Stored rows =>

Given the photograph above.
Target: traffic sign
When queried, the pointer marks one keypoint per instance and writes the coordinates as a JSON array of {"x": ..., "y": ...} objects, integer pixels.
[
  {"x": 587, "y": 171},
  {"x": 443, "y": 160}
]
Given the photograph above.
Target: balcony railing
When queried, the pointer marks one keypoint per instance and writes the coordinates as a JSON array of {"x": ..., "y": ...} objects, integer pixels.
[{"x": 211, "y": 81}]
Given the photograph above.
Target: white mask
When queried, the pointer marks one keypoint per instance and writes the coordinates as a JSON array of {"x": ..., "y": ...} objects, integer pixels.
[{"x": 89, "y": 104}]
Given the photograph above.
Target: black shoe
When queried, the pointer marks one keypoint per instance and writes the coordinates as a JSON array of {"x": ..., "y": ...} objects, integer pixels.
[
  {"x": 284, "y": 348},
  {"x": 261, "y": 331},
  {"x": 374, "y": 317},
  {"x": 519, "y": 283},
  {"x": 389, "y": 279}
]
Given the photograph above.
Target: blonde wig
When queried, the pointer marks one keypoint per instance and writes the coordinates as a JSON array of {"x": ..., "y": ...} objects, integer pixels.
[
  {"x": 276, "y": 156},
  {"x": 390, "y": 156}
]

==

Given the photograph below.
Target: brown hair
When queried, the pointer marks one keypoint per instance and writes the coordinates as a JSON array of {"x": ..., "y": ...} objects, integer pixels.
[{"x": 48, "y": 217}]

Task objective => Locate each line in the material above that contains the word "Target", and copy those lines.

Complete answer =>
Target: traffic sign
Target: balcony railing
Target: white mask
Target: black shoe
Target: blonde wig
Target: brown hair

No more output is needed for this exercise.